* CHALLENGE *
The line containing "For the dataset, pick out the window in" and every line after it, through the last, are to be extracted exactly; no other lines belong in the answer.

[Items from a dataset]

┄┄┄┄┄┄

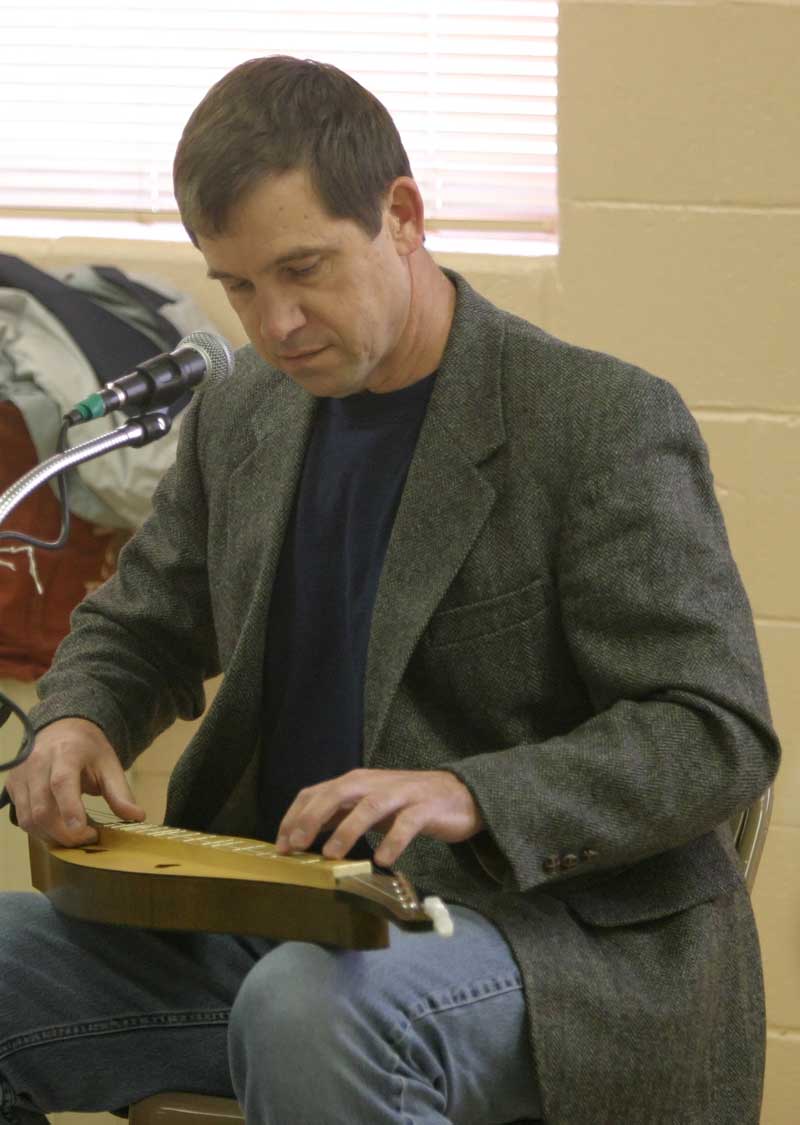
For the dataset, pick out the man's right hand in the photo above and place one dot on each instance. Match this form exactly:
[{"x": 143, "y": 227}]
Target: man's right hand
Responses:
[{"x": 70, "y": 757}]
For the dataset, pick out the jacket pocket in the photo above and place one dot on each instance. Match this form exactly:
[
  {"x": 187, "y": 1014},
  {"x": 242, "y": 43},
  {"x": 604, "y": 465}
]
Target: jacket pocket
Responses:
[
  {"x": 482, "y": 619},
  {"x": 656, "y": 888}
]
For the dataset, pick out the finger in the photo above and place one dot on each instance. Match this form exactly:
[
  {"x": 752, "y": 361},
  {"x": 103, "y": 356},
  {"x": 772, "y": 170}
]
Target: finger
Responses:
[
  {"x": 316, "y": 807},
  {"x": 407, "y": 825},
  {"x": 70, "y": 824},
  {"x": 374, "y": 809},
  {"x": 115, "y": 789},
  {"x": 45, "y": 819}
]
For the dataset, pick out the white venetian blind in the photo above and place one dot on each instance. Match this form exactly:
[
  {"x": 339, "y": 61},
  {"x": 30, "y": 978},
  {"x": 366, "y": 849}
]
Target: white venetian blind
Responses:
[{"x": 93, "y": 96}]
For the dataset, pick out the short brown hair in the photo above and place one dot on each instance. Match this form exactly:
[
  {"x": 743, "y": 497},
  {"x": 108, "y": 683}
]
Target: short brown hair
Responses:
[{"x": 278, "y": 114}]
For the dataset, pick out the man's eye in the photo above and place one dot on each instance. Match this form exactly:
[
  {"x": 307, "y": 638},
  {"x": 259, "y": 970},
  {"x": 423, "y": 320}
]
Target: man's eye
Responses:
[{"x": 299, "y": 271}]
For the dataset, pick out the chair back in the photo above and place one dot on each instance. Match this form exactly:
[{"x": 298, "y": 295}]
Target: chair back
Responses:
[{"x": 749, "y": 833}]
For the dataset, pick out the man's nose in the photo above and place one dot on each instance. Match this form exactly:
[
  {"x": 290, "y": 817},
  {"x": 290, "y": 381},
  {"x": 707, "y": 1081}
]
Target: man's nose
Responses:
[{"x": 279, "y": 318}]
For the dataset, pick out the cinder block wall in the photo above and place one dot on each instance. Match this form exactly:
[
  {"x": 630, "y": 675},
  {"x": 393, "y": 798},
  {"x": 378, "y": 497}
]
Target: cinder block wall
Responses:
[{"x": 680, "y": 188}]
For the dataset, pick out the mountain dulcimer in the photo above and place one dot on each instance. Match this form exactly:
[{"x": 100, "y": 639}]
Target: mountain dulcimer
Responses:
[{"x": 160, "y": 878}]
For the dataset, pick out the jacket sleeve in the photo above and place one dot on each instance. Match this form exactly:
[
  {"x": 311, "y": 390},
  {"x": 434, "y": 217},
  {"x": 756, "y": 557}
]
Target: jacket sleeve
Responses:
[
  {"x": 661, "y": 631},
  {"x": 141, "y": 647}
]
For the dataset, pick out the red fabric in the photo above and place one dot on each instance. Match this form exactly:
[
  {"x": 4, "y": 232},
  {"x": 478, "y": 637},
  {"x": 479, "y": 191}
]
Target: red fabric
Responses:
[{"x": 32, "y": 624}]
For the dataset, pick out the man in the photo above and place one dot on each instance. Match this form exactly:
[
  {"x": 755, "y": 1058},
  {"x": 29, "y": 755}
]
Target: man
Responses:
[{"x": 474, "y": 602}]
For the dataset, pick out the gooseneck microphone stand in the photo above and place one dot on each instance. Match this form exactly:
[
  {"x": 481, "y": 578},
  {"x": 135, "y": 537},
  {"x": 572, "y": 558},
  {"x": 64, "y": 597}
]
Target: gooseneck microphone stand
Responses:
[{"x": 138, "y": 432}]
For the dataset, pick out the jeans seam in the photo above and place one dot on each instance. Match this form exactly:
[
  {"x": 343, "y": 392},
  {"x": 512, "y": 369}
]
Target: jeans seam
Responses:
[
  {"x": 111, "y": 1026},
  {"x": 468, "y": 995}
]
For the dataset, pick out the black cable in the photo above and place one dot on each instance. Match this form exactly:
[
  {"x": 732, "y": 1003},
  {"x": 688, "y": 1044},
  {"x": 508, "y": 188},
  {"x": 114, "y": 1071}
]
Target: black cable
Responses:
[
  {"x": 7, "y": 709},
  {"x": 63, "y": 498}
]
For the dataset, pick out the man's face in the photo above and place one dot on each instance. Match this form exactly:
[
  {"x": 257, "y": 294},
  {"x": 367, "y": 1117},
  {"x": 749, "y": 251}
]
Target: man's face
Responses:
[{"x": 317, "y": 297}]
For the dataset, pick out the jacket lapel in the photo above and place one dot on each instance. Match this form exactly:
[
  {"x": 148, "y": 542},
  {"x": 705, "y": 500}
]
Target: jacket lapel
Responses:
[{"x": 445, "y": 504}]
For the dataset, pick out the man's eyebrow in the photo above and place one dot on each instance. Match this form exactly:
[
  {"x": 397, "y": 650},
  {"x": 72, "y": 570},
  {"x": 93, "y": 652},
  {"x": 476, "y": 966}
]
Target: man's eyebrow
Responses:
[{"x": 290, "y": 255}]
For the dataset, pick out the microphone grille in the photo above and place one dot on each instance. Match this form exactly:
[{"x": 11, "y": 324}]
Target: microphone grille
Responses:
[{"x": 216, "y": 351}]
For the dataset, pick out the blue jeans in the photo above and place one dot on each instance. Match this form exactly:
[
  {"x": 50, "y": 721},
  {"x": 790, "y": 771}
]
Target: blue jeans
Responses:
[{"x": 95, "y": 1017}]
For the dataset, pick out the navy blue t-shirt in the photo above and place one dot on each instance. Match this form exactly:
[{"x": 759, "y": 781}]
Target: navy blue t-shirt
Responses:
[{"x": 320, "y": 614}]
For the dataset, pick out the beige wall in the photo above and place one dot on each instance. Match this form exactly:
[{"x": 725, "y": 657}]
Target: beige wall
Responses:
[{"x": 680, "y": 185}]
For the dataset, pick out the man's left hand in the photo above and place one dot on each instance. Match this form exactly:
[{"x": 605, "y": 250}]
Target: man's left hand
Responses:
[{"x": 402, "y": 803}]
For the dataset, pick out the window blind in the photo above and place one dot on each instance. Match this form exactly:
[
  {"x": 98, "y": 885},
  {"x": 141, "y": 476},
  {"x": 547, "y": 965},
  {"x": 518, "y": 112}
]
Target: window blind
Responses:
[{"x": 95, "y": 96}]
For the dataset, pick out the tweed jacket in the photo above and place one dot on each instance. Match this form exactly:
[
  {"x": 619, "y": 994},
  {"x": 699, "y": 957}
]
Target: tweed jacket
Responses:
[{"x": 559, "y": 622}]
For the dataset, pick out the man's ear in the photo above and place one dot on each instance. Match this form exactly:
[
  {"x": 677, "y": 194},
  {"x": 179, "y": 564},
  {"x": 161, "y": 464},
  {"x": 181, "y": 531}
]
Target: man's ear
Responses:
[{"x": 406, "y": 215}]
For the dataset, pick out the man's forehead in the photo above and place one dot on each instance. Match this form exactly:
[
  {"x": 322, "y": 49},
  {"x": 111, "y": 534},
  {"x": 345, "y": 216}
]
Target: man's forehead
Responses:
[{"x": 294, "y": 253}]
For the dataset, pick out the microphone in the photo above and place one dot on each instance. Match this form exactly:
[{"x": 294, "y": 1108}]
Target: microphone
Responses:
[{"x": 160, "y": 380}]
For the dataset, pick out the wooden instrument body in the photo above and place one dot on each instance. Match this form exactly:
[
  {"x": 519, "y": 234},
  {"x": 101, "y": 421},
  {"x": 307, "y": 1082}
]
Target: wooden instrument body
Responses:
[{"x": 171, "y": 879}]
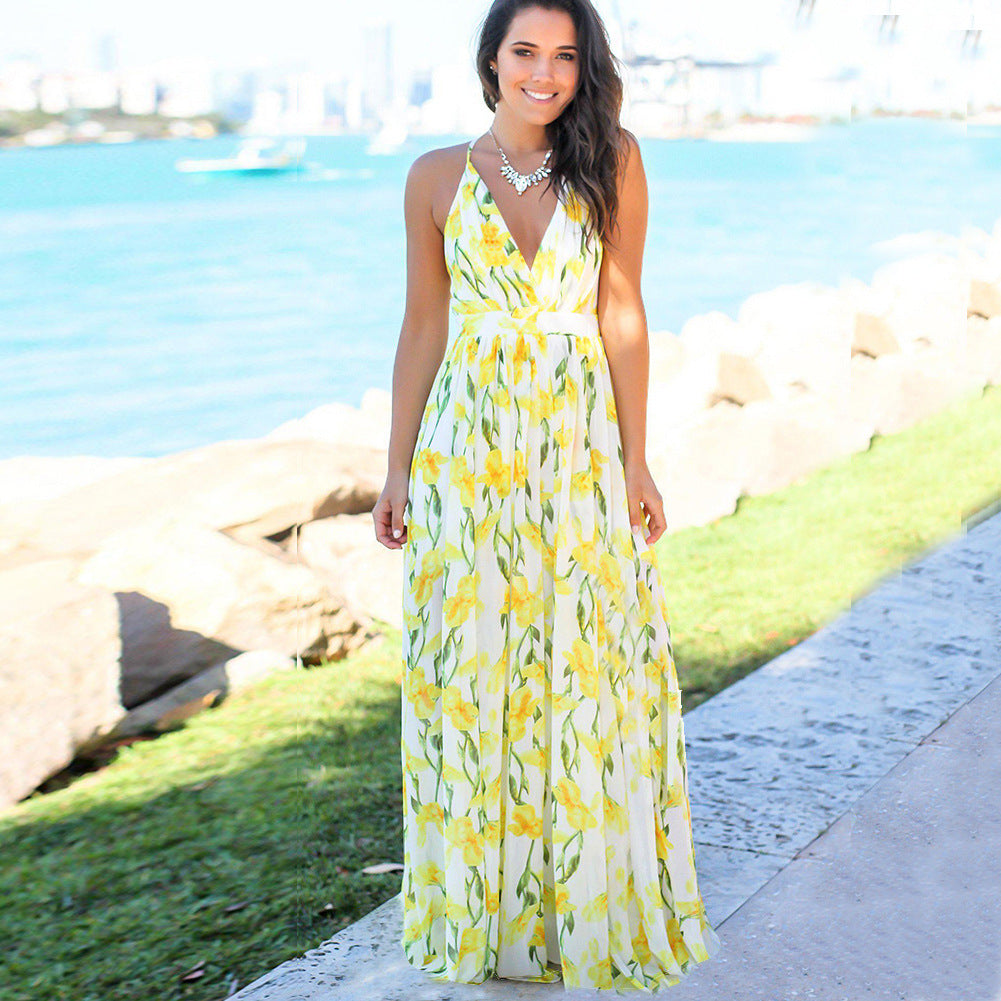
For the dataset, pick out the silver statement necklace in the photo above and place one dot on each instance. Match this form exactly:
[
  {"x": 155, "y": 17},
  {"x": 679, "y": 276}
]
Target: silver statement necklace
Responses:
[{"x": 522, "y": 181}]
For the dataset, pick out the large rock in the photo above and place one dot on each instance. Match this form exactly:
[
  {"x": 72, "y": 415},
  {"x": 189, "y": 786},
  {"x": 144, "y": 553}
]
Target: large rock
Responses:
[
  {"x": 190, "y": 597},
  {"x": 250, "y": 488},
  {"x": 202, "y": 691},
  {"x": 803, "y": 339},
  {"x": 983, "y": 350},
  {"x": 872, "y": 333},
  {"x": 703, "y": 467},
  {"x": 340, "y": 423},
  {"x": 345, "y": 549},
  {"x": 59, "y": 650},
  {"x": 720, "y": 361},
  {"x": 894, "y": 391},
  {"x": 928, "y": 296}
]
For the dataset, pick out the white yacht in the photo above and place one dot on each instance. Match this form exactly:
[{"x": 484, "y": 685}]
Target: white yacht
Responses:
[{"x": 254, "y": 156}]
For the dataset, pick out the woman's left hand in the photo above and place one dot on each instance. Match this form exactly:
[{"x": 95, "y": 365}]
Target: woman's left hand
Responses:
[{"x": 645, "y": 498}]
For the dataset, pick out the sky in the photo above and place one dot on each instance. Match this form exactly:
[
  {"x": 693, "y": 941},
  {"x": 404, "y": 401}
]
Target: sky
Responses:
[{"x": 325, "y": 34}]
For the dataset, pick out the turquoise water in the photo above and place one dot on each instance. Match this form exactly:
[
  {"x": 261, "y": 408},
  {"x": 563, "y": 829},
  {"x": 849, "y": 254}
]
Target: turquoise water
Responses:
[{"x": 143, "y": 310}]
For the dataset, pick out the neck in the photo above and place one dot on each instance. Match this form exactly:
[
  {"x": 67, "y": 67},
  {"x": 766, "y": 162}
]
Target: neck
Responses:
[{"x": 518, "y": 136}]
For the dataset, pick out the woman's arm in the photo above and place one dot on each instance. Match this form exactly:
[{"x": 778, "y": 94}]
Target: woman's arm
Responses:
[
  {"x": 422, "y": 339},
  {"x": 623, "y": 322}
]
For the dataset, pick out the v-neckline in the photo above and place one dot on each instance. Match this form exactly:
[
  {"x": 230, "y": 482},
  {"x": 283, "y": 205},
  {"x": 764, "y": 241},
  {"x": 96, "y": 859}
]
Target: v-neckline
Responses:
[{"x": 496, "y": 208}]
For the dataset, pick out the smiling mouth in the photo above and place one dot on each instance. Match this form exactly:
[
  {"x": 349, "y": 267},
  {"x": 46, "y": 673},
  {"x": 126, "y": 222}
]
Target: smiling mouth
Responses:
[{"x": 538, "y": 96}]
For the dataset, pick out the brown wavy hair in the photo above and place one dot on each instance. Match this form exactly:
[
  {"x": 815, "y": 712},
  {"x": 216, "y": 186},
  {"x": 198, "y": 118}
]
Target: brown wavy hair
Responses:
[{"x": 589, "y": 144}]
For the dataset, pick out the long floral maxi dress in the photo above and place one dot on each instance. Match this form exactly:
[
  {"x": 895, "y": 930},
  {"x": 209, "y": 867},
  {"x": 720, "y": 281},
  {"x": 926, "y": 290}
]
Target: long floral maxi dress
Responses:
[{"x": 548, "y": 832}]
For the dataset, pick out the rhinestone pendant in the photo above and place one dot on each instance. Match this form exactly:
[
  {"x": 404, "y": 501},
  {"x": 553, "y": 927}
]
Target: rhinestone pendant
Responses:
[{"x": 522, "y": 182}]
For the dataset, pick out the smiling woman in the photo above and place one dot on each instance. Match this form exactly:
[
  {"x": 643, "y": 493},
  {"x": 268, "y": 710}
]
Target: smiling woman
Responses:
[{"x": 548, "y": 833}]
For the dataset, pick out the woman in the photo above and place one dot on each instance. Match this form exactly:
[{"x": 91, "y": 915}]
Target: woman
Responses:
[{"x": 547, "y": 826}]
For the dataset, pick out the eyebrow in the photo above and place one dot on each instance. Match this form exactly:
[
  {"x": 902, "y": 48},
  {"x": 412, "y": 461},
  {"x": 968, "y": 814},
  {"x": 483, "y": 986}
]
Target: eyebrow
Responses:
[{"x": 535, "y": 46}]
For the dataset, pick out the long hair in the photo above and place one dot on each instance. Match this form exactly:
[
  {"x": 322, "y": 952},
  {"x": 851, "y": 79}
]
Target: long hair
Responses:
[{"x": 588, "y": 140}]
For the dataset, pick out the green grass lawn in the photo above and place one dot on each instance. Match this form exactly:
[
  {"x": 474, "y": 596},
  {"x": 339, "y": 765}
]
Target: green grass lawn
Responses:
[{"x": 234, "y": 843}]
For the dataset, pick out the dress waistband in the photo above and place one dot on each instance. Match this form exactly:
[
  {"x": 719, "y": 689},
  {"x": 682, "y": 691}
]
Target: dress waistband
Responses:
[{"x": 531, "y": 320}]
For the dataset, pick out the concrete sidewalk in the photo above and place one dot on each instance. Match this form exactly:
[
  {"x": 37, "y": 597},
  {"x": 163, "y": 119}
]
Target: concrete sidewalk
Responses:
[{"x": 845, "y": 800}]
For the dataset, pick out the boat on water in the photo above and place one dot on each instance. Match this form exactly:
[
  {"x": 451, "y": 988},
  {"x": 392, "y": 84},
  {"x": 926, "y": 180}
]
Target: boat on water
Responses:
[{"x": 253, "y": 156}]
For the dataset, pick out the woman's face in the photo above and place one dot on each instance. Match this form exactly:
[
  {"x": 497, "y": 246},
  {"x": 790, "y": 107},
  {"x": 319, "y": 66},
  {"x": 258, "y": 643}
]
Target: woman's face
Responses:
[{"x": 538, "y": 64}]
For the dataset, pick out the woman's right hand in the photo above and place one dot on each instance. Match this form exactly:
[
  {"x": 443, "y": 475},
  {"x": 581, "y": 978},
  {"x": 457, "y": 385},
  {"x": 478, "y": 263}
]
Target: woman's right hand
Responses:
[{"x": 389, "y": 509}]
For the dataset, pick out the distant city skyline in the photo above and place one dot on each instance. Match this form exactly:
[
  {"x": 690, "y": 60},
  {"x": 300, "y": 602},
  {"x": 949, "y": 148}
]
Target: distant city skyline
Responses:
[{"x": 327, "y": 36}]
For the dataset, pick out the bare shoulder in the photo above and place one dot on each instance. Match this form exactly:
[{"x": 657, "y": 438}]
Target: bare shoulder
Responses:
[{"x": 433, "y": 178}]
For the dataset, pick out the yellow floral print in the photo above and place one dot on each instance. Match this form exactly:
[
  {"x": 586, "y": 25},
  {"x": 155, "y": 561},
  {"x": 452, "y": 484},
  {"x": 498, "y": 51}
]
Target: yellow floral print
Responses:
[{"x": 543, "y": 744}]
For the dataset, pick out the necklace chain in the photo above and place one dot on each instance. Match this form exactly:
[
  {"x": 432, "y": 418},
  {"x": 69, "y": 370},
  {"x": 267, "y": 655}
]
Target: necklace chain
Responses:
[{"x": 522, "y": 182}]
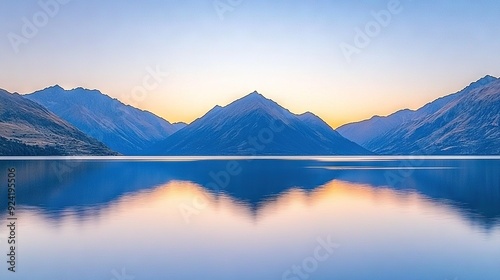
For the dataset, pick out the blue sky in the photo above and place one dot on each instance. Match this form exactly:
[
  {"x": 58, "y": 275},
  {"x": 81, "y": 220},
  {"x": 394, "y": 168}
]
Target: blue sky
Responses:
[{"x": 217, "y": 51}]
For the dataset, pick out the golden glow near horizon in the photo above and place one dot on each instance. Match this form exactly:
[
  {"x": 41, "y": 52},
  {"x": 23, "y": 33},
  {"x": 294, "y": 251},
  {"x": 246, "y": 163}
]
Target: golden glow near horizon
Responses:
[{"x": 183, "y": 57}]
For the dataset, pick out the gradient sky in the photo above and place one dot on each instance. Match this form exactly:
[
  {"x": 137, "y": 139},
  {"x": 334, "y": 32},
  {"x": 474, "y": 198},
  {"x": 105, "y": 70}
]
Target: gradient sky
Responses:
[{"x": 287, "y": 50}]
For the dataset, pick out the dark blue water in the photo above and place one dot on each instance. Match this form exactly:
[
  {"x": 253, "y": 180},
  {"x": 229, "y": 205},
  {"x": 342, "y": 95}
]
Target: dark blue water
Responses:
[{"x": 316, "y": 218}]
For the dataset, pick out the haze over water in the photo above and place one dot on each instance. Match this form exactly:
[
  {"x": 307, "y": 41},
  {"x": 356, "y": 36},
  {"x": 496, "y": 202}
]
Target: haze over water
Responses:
[{"x": 385, "y": 218}]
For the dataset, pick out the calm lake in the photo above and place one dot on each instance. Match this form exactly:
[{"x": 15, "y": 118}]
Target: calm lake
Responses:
[{"x": 255, "y": 219}]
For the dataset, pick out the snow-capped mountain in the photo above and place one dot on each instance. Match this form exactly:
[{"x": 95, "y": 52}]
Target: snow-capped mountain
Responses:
[
  {"x": 255, "y": 125},
  {"x": 121, "y": 127},
  {"x": 465, "y": 122},
  {"x": 27, "y": 128}
]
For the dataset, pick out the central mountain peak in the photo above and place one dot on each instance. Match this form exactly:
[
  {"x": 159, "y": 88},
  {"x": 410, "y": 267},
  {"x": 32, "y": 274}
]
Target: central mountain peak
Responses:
[{"x": 255, "y": 125}]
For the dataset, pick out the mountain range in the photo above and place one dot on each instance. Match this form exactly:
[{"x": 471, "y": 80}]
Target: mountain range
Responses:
[
  {"x": 55, "y": 121},
  {"x": 462, "y": 123},
  {"x": 29, "y": 129},
  {"x": 255, "y": 125},
  {"x": 121, "y": 127}
]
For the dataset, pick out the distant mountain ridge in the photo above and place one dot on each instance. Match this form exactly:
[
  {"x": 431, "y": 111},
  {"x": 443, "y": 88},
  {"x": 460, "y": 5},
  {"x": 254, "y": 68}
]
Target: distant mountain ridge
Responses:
[
  {"x": 453, "y": 124},
  {"x": 255, "y": 125},
  {"x": 121, "y": 127},
  {"x": 29, "y": 129}
]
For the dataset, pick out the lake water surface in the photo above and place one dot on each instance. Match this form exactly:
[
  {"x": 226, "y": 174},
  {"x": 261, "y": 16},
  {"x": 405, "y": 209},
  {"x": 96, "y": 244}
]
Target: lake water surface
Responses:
[{"x": 256, "y": 219}]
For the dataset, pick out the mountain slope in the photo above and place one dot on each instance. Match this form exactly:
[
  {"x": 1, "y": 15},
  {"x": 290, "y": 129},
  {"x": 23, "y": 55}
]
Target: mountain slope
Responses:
[
  {"x": 27, "y": 128},
  {"x": 366, "y": 133},
  {"x": 123, "y": 128},
  {"x": 254, "y": 125},
  {"x": 464, "y": 123}
]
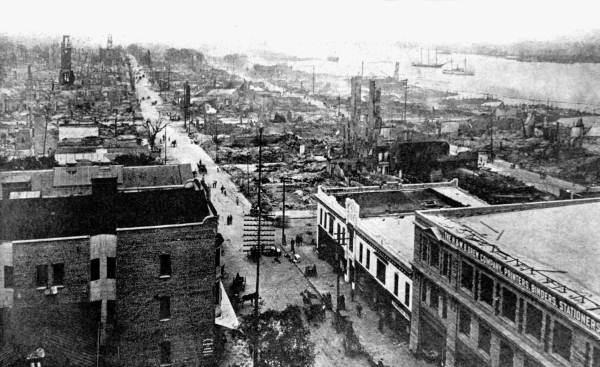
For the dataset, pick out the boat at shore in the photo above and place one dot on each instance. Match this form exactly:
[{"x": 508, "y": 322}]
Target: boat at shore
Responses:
[
  {"x": 457, "y": 70},
  {"x": 428, "y": 64}
]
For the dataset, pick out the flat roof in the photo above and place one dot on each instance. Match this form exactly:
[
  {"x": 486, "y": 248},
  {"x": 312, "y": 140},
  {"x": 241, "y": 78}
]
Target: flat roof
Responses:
[
  {"x": 562, "y": 239},
  {"x": 395, "y": 233}
]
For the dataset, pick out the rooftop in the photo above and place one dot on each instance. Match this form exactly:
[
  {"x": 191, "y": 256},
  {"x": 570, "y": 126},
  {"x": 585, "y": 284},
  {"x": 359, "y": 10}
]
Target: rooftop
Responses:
[{"x": 558, "y": 240}]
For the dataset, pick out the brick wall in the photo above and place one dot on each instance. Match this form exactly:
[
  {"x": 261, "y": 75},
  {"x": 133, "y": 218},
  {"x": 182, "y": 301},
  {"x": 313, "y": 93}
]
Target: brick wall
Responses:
[
  {"x": 65, "y": 325},
  {"x": 190, "y": 289}
]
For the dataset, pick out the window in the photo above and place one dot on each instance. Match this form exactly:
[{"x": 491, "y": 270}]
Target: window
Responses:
[
  {"x": 433, "y": 296},
  {"x": 111, "y": 267},
  {"x": 486, "y": 292},
  {"x": 434, "y": 256},
  {"x": 484, "y": 341},
  {"x": 464, "y": 321},
  {"x": 360, "y": 253},
  {"x": 381, "y": 271},
  {"x": 111, "y": 311},
  {"x": 533, "y": 324},
  {"x": 506, "y": 355},
  {"x": 596, "y": 357},
  {"x": 165, "y": 353},
  {"x": 165, "y": 307},
  {"x": 444, "y": 305},
  {"x": 509, "y": 304},
  {"x": 9, "y": 277},
  {"x": 331, "y": 220},
  {"x": 58, "y": 274},
  {"x": 424, "y": 249},
  {"x": 165, "y": 265},
  {"x": 95, "y": 269},
  {"x": 561, "y": 340},
  {"x": 466, "y": 278},
  {"x": 41, "y": 276},
  {"x": 446, "y": 265}
]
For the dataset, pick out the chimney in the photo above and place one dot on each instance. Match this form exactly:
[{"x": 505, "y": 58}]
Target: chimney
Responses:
[{"x": 104, "y": 195}]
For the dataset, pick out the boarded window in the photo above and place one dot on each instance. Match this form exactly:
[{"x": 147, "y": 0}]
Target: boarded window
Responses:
[
  {"x": 509, "y": 304},
  {"x": 165, "y": 265},
  {"x": 165, "y": 307},
  {"x": 434, "y": 295},
  {"x": 360, "y": 253},
  {"x": 506, "y": 355},
  {"x": 381, "y": 271},
  {"x": 9, "y": 277},
  {"x": 466, "y": 276},
  {"x": 95, "y": 269},
  {"x": 165, "y": 353},
  {"x": 561, "y": 340},
  {"x": 487, "y": 289},
  {"x": 464, "y": 321},
  {"x": 484, "y": 341},
  {"x": 58, "y": 274},
  {"x": 111, "y": 267},
  {"x": 41, "y": 276},
  {"x": 533, "y": 325}
]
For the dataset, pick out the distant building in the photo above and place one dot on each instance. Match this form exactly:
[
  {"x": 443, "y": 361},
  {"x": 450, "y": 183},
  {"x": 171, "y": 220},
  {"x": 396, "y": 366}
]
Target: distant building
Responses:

┄┄┄┄┄┄

* REPLY TO THE EXERCISE *
For the dataset, pick out the window in the photo above and place one dot on each instance. Match this form exactly:
[{"x": 491, "y": 270}]
Target: window
Responses:
[
  {"x": 433, "y": 296},
  {"x": 111, "y": 267},
  {"x": 486, "y": 292},
  {"x": 434, "y": 256},
  {"x": 484, "y": 341},
  {"x": 464, "y": 321},
  {"x": 360, "y": 253},
  {"x": 381, "y": 271},
  {"x": 111, "y": 311},
  {"x": 533, "y": 324},
  {"x": 506, "y": 355},
  {"x": 596, "y": 357},
  {"x": 165, "y": 353},
  {"x": 165, "y": 307},
  {"x": 444, "y": 305},
  {"x": 509, "y": 304},
  {"x": 9, "y": 277},
  {"x": 331, "y": 220},
  {"x": 58, "y": 274},
  {"x": 424, "y": 249},
  {"x": 165, "y": 265},
  {"x": 95, "y": 269},
  {"x": 561, "y": 340},
  {"x": 466, "y": 278},
  {"x": 41, "y": 276},
  {"x": 446, "y": 265}
]
For the dataset, pick out the chimney in the photo above and place one dot on each instance. Match this form exactly:
[{"x": 505, "y": 58}]
Target: chimney
Responses:
[{"x": 104, "y": 195}]
For the dataset, pick out the boarded window in the photo above and place one dot on each instance. Match this form exactly:
[{"x": 147, "y": 0}]
Target: boarded window
Responses:
[
  {"x": 509, "y": 304},
  {"x": 165, "y": 265},
  {"x": 165, "y": 307},
  {"x": 434, "y": 295},
  {"x": 360, "y": 253},
  {"x": 506, "y": 355},
  {"x": 381, "y": 271},
  {"x": 9, "y": 277},
  {"x": 466, "y": 276},
  {"x": 95, "y": 269},
  {"x": 165, "y": 353},
  {"x": 561, "y": 340},
  {"x": 487, "y": 289},
  {"x": 464, "y": 321},
  {"x": 484, "y": 341},
  {"x": 58, "y": 274},
  {"x": 111, "y": 267},
  {"x": 41, "y": 276},
  {"x": 533, "y": 325}
]
For the dataset, pick out the distant building in the photo above and place one dot on each instance. Match this form exactly:
[
  {"x": 443, "y": 361},
  {"x": 450, "y": 183},
  {"x": 171, "y": 220},
  {"x": 396, "y": 366}
]
Target: distant building
Responses:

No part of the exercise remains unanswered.